* [PROMPT]: An exact copy of every entry is the answer here, with no pictures.

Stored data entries
________________________________________
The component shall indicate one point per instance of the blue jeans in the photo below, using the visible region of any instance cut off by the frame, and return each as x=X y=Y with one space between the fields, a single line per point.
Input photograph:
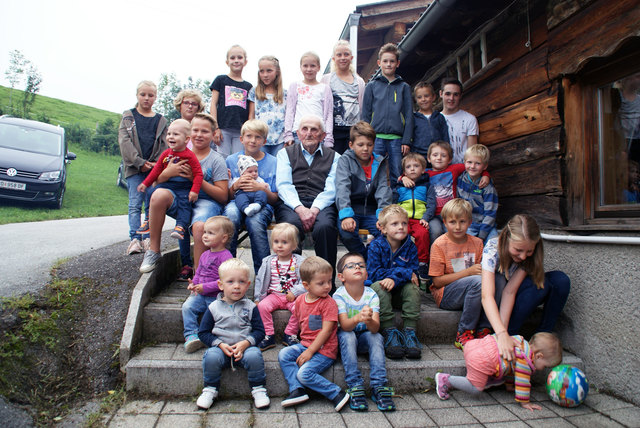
x=352 y=240
x=256 y=226
x=192 y=308
x=352 y=344
x=214 y=360
x=393 y=148
x=136 y=199
x=466 y=294
x=309 y=374
x=554 y=295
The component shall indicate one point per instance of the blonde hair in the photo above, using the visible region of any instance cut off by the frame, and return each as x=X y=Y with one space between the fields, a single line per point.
x=255 y=125
x=313 y=265
x=456 y=208
x=233 y=264
x=550 y=346
x=522 y=227
x=391 y=210
x=189 y=93
x=261 y=93
x=342 y=44
x=478 y=150
x=223 y=223
x=287 y=230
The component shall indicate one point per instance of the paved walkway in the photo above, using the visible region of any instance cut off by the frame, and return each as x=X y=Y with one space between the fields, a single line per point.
x=495 y=408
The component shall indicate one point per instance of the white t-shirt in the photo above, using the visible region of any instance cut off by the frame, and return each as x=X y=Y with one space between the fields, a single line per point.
x=461 y=125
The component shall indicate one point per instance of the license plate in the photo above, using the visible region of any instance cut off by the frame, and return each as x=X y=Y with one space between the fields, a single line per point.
x=12 y=185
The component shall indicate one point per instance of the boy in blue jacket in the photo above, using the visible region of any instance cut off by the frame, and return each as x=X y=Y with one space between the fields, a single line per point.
x=362 y=188
x=388 y=107
x=392 y=266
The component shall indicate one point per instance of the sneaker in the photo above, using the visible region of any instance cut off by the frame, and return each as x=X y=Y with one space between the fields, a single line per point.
x=267 y=343
x=296 y=397
x=290 y=339
x=357 y=399
x=413 y=347
x=209 y=393
x=381 y=395
x=150 y=261
x=192 y=344
x=144 y=228
x=482 y=333
x=185 y=274
x=135 y=247
x=178 y=232
x=462 y=338
x=442 y=386
x=340 y=400
x=252 y=209
x=260 y=397
x=393 y=343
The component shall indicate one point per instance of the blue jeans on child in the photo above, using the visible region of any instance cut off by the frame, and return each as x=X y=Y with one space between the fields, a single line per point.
x=214 y=360
x=466 y=294
x=309 y=374
x=352 y=344
x=352 y=240
x=192 y=308
x=256 y=226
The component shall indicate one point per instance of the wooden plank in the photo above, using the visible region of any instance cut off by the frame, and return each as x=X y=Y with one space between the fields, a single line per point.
x=525 y=149
x=547 y=210
x=534 y=114
x=540 y=177
x=520 y=80
x=596 y=31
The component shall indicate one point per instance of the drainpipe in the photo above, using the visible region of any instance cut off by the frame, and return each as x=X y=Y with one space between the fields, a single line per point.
x=592 y=239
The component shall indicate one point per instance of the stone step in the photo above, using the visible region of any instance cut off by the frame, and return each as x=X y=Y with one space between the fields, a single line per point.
x=165 y=369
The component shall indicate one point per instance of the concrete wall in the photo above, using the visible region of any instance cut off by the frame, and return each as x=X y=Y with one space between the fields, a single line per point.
x=601 y=321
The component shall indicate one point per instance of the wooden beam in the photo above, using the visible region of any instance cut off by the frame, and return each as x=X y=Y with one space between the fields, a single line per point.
x=534 y=114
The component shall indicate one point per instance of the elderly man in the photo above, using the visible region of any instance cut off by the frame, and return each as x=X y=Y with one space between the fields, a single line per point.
x=305 y=179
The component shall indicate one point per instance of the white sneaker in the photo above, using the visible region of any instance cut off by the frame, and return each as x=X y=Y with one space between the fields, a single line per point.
x=260 y=397
x=135 y=246
x=205 y=400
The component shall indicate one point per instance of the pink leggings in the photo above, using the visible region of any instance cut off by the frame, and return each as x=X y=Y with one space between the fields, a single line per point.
x=271 y=303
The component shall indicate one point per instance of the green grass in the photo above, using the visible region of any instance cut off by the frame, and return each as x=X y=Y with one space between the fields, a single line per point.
x=91 y=192
x=59 y=112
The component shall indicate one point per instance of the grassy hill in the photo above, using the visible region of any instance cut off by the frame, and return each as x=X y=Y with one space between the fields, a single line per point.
x=63 y=113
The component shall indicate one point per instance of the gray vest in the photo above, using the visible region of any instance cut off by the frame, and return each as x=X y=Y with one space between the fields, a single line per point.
x=309 y=180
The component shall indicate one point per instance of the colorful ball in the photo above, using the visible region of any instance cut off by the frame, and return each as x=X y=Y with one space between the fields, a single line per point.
x=567 y=385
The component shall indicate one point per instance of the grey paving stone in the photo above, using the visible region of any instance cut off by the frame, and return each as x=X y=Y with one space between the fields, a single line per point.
x=172 y=421
x=268 y=420
x=409 y=418
x=372 y=419
x=141 y=407
x=228 y=420
x=451 y=416
x=314 y=420
x=594 y=420
x=494 y=413
x=629 y=416
x=133 y=421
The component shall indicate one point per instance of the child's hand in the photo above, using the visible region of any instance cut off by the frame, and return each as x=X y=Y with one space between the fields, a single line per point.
x=227 y=349
x=304 y=357
x=387 y=284
x=530 y=406
x=407 y=182
x=348 y=224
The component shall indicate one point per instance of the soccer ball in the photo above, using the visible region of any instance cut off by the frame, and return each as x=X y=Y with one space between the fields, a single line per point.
x=567 y=385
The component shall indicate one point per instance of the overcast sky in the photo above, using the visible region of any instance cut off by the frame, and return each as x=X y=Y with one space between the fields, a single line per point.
x=95 y=52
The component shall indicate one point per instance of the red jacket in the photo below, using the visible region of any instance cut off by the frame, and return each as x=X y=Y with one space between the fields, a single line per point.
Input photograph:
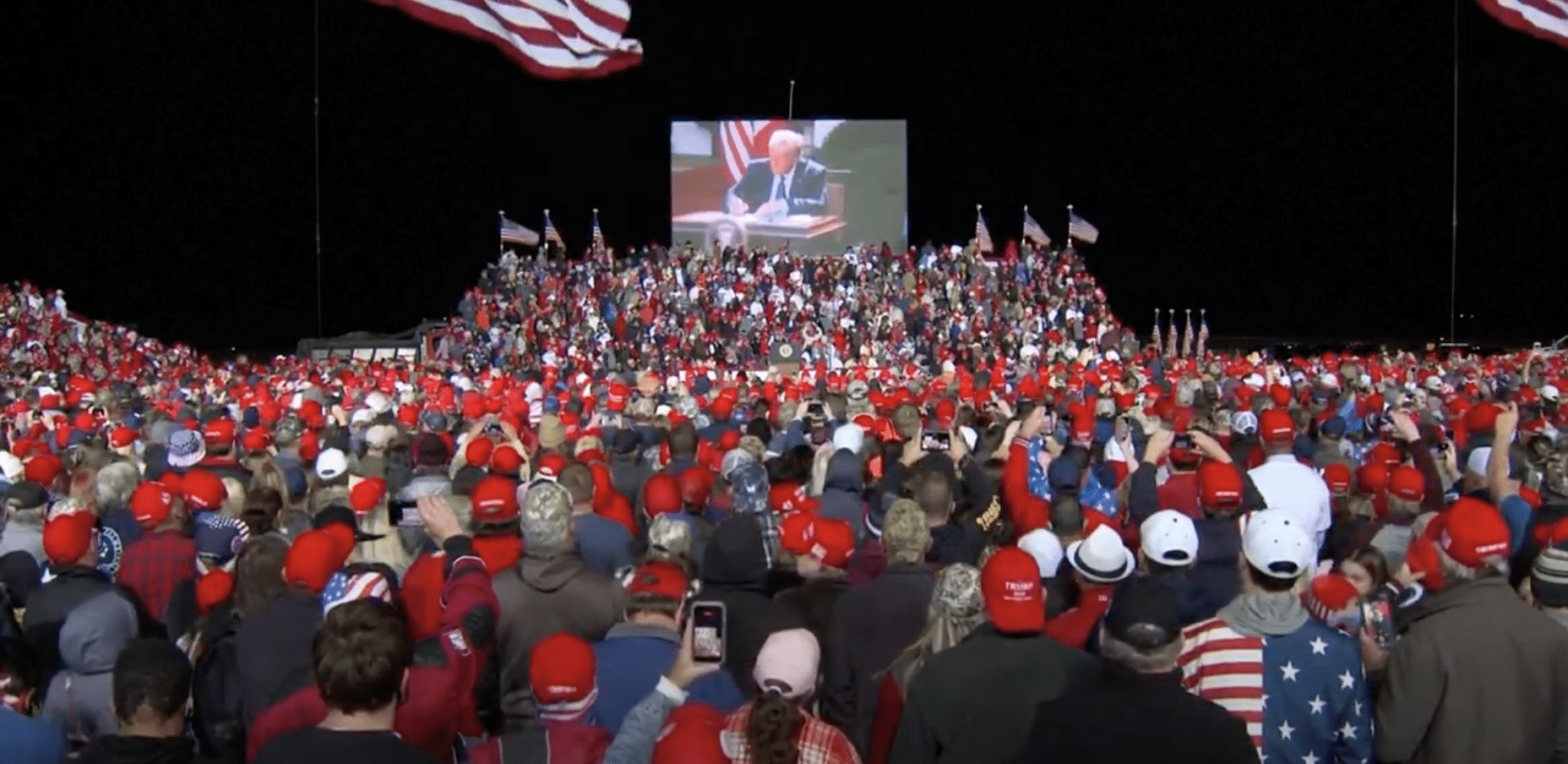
________________________________________
* [OUTPUT]:
The component shall indicate one point per instance of the blue jeans in the photo below, using the visible region of any instance cut off by the frame, and return each as x=X y=Y with one space between the fields, a single line per point.
Input photograph:
x=352 y=240
x=256 y=226
x=192 y=308
x=352 y=344
x=214 y=360
x=393 y=148
x=136 y=199
x=466 y=294
x=309 y=374
x=554 y=295
The component shall indicate one point per instance of the blonde hair in the photo above, using the visible region of any instance cut off by the frame, and return each as x=X y=Y with one space between the fields, a single line per point.
x=255 y=125
x=313 y=265
x=456 y=208
x=233 y=264
x=550 y=346
x=522 y=227
x=391 y=210
x=189 y=93
x=261 y=93
x=342 y=44
x=478 y=150
x=223 y=223
x=287 y=230
The component shall indicate one point per instance of the paved walkway in the photo above, using the visible region of any instance cut off by the frame, and return each as x=X y=Y with one space between the fields, a single line per point.
x=495 y=408
The component shall indicate one point per instance of the white t-shirt in the photo above, using the visible region of any instance cut off by the frame, and return each as x=X y=Y with one space between the fields, a single line per point.
x=461 y=125
The component shall indicate one point per instance of the license plate in the photo above, using the visible region of any instance cut off by the frame, and return each as x=X y=Y with one space between the fields, a single line per point.
x=12 y=185
The component shall indicate one point per instance of the boy in blue jacket in the photo above, using the visible region of any instance cut off by the frame, and return each as x=X y=Y with one space between the fields, a single line per point.
x=362 y=188
x=388 y=107
x=392 y=266
The component shall indicate one point per instance of the sneaker in the photo above, using the visible region of any instance cut off by the frame, and return each as x=X y=Y with one space between the fields, a single line per point.
x=267 y=343
x=296 y=397
x=290 y=339
x=357 y=399
x=413 y=347
x=209 y=393
x=381 y=395
x=150 y=261
x=192 y=344
x=144 y=228
x=482 y=333
x=185 y=274
x=135 y=247
x=178 y=232
x=462 y=338
x=442 y=386
x=340 y=400
x=252 y=209
x=260 y=397
x=393 y=343
The component shall indicate one point per instance of the blue jeans on child in the photo above, using the visible region of any instance cut off by the frame, and return each as x=X y=Y with one space between the fields, a single line per point.
x=214 y=360
x=466 y=294
x=309 y=374
x=352 y=344
x=352 y=240
x=192 y=308
x=256 y=226
The component shall indicate one point per instance of the wooden plank in the photo above, using the visible region of any instance cut off by the frame, and return each as x=X y=Y with one space between the fields, a single line per point.
x=525 y=149
x=547 y=210
x=534 y=114
x=540 y=177
x=520 y=80
x=596 y=31
The component shall indicate one point per instance of the drainpipe in the photo above, using the visible region of any instance cut off by the frame, and return each as x=X y=Y with one space between the fields, a single line per point.
x=592 y=239
The component shall indicate one point per instance of the stone step in the photo above, using the visible region of any instance cut off by the frame, and return each as x=X y=Y with one space between the fields, a single line per point.
x=165 y=369
The component shall indicate one point per instance of the concrete wall in the photo above, using the visible region of any instance cut off by the frame, and return each as x=X y=Y with one space between the fields, a single line per point.
x=601 y=321
The component shall indicate one point per instance of the wooden beam in the photo above, using the visible region of any instance cut off by the frame, and return each as x=X y=Y with one space between the fields, a single line per point.
x=534 y=114
The component shall indicate one point per instance of the elderly man in the photo above, using the visible region of any instance cut off by the frame, and return each as x=X y=Y with one space between the fields, a single line per point.
x=305 y=179
The component shall indicate one point per instance of the white sneaker in the photo above, using the visible region of any instance cut off by the frame, and return each as x=X y=Y with one space between the fields, a single line per point.
x=260 y=397
x=135 y=246
x=205 y=400
The component shall indicate one point per instance of the pink leggings in the photo above, using the visible region of any instance cut off by the frame, and return each as x=X y=Y with one space between the fields, a single line per point.
x=271 y=303
The component shall indicate one point per instance of the green grass in the photo above, using the visible region of any instance cut off by the frame, and return each as x=X y=Y with one space between the fields, a single line per point.
x=91 y=192
x=59 y=112
The component shall indicate one point per instance of the grassy hill in the photo above, using the visible region of any instance cut off by the frame, and return each as x=X y=Y with one space between the fields, a single line per point.
x=63 y=113
The component shall indicate one point per instance of the gray vest in the photo above, using the visible region of any instance cut off by the frame, and return each as x=X y=Y with one space between the fields, a single line per point.
x=309 y=180
The component shall indicate one point per instance of the colorful ball in the photo above, using the visible region of any instance cut off by the frame, and return each as x=X y=Y with one space between the fields, a single line per point.
x=567 y=385
The component shall indicate one point per instance of the grey paving stone in the photo above, using the visible region of any instance cut off by the frame, and return each as x=X y=Y with one space between the fields, a single line per point.
x=172 y=421
x=268 y=420
x=409 y=418
x=372 y=419
x=141 y=407
x=228 y=420
x=451 y=416
x=314 y=420
x=594 y=420
x=494 y=413
x=629 y=416
x=133 y=421
The component shall indicate one point per instance of the child's hand in the photo above, using the visible region of any instance cut off by the frame, and return each as x=X y=Y with one space between the fields, a single line per point.
x=227 y=349
x=304 y=357
x=387 y=284
x=530 y=406
x=407 y=182
x=348 y=224
The component shall indicate one point per instance of the soccer ball in the photo above, using the visible region of any instance cut off by the frame, and return each as x=X y=Y with one space between the fields, a single line per point.
x=567 y=385
The component shall indicate one point per instance of the overcast sky in the photo above, using the visible region of any instance cut off by the frame, and return each as x=X y=Y with one space between the fields, a single line per point.
x=95 y=52
The component shall indicate one point per instance of the red jacket in the photo below, using the visible region of any instance cut off by the frame, and return each as x=X y=Y with one space between the fields, a single line per point.
Input photograph:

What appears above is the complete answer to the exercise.